• Provided text:
►
2022 Election Trends In Monmouth County, N.J. & How To Get More Black Registered Voters To Vote.



Firstly, if you voted, congratulations. Exercising your civic duty of voting is essential. And if you are African American citizen and you did not vote, I understand. However, more Black candidates won or presented challenging, note-worthy races in the United States on Nov 8, 2022. And that is a beautiful projection for the future.



Moreover, there was a slight increase in Black voter participation in Monmouth County, N.J. But still, if you look closely at the numbers, most Black registered voters are not living up to their full potential when allowed to cast their ballots. And there's a plausible reason why. They're traumatized.


VOTER TURNOUT NJ

TOTAL 46.30% Ballots Cast 227,731 Registered Voters 491,813

Today's chat will explore who voted in Monmouth County, NJ, on Election Day 2022 and why so often a segment of Black registered voters don't show up in massive numbers for our general elections. We'll talk about this long-term issue African American voters have suffered with and what steps we need to take to re-empower ourselves to break free of the paralyzing mindset, plus blatant strategies that do not have Black citizenship's best interest in mind.


On election day, Nov 8, 2022, a Monmouth County, NJ, Voting Census Poll shows that Monmouth County has 491,813 registered voters. And that approximately 226,983 Monmouth County New Jerseyans voted. When we do the math, 46.15% of citizens voted in Monmouth County, NJ, on Nov 8, 2022. But a larger proportion of registered voters did not vote, which adds up to an estimated 53.85%.
◄
• Given request: Could you extract the Monmouth County voting text in full, word for word? The data after the Monmouth County voting text is separate material.

• Excerpted data:
►
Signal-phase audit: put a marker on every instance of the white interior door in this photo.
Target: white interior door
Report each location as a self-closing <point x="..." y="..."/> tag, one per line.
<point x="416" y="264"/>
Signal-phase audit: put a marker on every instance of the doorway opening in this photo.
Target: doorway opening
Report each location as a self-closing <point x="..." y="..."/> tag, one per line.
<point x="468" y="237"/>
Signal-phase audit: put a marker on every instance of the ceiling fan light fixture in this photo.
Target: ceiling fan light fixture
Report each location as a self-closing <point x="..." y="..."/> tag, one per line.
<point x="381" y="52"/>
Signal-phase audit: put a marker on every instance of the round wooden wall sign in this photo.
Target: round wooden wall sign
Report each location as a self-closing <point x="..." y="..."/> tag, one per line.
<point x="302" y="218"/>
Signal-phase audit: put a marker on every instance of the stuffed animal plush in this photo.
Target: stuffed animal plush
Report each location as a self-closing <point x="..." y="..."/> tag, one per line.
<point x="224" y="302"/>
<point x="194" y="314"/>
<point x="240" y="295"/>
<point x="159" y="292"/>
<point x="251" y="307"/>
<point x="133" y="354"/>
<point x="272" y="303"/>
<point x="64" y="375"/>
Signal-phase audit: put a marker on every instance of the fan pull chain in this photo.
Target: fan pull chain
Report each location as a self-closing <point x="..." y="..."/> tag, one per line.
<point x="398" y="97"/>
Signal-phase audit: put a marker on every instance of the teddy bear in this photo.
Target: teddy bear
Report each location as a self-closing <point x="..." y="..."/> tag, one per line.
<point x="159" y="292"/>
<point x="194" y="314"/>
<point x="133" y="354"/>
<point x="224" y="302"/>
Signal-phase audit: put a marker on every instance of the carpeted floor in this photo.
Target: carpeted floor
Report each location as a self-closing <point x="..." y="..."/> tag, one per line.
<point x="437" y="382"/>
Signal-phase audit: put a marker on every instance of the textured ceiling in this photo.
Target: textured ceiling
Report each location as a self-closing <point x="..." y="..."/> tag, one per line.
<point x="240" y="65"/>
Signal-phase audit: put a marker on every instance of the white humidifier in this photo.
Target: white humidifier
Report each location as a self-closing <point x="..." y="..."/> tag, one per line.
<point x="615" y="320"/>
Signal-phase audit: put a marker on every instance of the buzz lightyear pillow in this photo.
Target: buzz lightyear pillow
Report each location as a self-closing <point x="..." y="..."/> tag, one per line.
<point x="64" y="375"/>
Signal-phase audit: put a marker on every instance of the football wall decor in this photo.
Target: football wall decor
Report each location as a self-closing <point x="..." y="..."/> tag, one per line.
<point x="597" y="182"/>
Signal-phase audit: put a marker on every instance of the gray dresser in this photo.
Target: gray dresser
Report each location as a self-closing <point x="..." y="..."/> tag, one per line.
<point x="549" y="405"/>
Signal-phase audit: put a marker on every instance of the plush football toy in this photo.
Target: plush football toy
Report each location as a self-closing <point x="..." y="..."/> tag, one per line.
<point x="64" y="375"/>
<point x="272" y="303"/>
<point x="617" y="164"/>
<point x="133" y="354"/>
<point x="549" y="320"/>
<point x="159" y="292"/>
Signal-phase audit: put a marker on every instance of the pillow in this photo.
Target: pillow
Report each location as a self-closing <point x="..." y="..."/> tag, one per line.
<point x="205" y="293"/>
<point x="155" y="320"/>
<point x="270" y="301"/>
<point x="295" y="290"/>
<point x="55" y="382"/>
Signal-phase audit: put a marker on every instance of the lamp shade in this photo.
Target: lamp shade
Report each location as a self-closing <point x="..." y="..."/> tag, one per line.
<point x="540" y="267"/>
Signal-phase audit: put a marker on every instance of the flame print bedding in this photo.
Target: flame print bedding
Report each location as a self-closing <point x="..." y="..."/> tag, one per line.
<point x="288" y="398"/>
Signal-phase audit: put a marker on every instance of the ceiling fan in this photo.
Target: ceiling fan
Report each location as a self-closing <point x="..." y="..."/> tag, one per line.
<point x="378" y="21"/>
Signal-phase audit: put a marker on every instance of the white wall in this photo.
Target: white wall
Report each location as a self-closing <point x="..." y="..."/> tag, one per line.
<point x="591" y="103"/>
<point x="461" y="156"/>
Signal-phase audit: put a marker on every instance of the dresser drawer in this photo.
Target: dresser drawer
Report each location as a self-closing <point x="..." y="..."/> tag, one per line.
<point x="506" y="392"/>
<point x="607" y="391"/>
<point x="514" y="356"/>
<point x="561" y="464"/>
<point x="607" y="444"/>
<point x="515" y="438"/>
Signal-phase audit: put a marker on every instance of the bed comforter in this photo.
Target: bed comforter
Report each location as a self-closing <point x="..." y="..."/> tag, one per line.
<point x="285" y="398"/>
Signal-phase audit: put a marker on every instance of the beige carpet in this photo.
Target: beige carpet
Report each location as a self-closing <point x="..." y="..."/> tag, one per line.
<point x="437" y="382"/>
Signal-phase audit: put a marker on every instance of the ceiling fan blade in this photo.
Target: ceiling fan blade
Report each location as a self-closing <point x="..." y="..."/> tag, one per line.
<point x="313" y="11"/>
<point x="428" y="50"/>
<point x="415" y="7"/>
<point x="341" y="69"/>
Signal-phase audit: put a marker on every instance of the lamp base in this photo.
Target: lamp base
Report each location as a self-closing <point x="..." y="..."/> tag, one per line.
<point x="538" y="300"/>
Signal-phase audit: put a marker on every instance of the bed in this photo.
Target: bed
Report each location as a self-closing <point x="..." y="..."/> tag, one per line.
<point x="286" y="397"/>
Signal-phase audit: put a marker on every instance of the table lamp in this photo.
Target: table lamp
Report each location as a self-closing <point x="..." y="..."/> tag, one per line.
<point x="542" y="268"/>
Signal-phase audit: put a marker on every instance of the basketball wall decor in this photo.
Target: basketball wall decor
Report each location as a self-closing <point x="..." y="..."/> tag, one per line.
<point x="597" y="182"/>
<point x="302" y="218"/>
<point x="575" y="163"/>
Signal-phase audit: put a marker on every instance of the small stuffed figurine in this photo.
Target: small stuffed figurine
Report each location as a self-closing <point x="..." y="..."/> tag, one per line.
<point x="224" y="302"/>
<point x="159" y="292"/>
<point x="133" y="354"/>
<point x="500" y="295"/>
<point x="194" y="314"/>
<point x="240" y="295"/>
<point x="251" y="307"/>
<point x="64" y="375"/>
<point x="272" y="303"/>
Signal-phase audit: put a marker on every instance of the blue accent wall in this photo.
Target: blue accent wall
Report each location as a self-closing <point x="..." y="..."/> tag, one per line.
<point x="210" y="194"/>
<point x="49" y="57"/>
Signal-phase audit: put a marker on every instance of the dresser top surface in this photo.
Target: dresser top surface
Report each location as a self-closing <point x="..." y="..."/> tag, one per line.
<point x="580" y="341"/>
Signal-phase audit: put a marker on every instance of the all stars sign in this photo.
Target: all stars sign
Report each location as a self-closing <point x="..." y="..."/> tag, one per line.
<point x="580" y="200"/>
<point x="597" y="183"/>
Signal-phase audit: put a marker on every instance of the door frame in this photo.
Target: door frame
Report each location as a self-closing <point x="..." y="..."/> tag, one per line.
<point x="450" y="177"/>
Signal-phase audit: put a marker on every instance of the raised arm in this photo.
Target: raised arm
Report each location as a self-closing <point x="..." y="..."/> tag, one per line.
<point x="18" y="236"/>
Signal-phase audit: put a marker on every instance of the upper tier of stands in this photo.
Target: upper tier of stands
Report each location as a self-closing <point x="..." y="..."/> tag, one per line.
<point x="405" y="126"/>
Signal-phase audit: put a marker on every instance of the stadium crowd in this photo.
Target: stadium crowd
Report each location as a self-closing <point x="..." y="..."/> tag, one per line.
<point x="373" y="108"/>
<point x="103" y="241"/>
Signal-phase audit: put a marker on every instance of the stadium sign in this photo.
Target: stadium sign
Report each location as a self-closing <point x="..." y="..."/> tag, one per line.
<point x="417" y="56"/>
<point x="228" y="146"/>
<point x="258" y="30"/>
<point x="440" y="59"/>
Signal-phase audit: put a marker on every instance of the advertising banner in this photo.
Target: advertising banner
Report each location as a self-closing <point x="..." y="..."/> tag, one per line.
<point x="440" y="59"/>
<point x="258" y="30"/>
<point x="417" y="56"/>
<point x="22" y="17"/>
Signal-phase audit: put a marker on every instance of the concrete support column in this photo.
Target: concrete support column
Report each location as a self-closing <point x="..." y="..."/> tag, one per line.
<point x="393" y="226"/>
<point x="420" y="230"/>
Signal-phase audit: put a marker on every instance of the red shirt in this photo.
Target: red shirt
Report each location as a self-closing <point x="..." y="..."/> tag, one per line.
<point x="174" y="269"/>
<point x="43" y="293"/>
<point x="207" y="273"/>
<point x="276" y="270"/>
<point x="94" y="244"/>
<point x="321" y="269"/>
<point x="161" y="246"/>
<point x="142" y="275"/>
◄
• Result for this task:
2022 Election Trends In Monmouth County, N.J. & How To Get More Black Registered Voters To Vote.



Firstly, if you voted, congratulations. Exercising your civic duty of voting is essential. And if you are African American citizen and you did not vote, I understand. However, more Black candidates won or presented challenging, note-worthy races in the United States on Nov 8, 2022. And that is a beautiful projection for the future.



Moreover, there was a slight increase in Black voter participation in Monmouth County, N.J. But still, if you look closely at the numbers, most Black registered voters are not living up to their full potential when allowed to cast their ballots. And there's a plausible reason why. They're traumatized.


VOTER TURNOUT NJ

TOTAL 46.30% Ballots Cast 227,731 Registered Voters 491,813

Today's chat will explore who voted in Monmouth County, NJ, on Election Day 2022 and why so often a segment of Black registered voters don't show up in massive numbers for our general elections. We'll talk about this long-term issue African American voters have suffered with and what steps we need to take to re-empower ourselves to break free of the paralyzing mindset, plus blatant strategies that do not have Black citizenship's best interest in mind.


On election day, Nov 8, 2022, a Monmouth County, NJ, Voting Census Poll shows that Monmouth County has 491,813 registered voters. And that approximately 226,983 Monmouth County New Jerseyans voted. When we do the math, 46.15% of citizens voted in Monmouth County, NJ, on Nov 8, 2022. But a larger proportion of registered voters did not vote, which adds up to an estimated 53.85%.